• WHAT NEEDS TO BE DONE
Count the lines in the material below that contain the string "Target". Reply with that number only.
::: DATA PROVIDED
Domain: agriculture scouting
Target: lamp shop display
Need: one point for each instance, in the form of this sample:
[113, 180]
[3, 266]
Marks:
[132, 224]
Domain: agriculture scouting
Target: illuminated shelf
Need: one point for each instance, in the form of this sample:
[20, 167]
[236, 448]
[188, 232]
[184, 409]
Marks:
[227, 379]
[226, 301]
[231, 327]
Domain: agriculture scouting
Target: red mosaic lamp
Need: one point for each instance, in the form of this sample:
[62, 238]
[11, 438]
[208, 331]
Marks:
::::::
::: DATA PROVIDED
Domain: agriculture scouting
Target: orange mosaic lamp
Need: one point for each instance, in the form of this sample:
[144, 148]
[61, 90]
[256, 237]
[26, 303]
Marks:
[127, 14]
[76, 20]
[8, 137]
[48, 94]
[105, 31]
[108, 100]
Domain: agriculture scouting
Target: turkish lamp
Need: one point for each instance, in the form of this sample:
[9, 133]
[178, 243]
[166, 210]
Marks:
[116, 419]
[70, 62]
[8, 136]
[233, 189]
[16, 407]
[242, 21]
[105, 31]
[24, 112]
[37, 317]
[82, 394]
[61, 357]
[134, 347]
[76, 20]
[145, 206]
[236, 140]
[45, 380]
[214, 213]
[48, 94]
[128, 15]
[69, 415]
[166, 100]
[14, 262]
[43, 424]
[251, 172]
::::::
• THE RESULT
5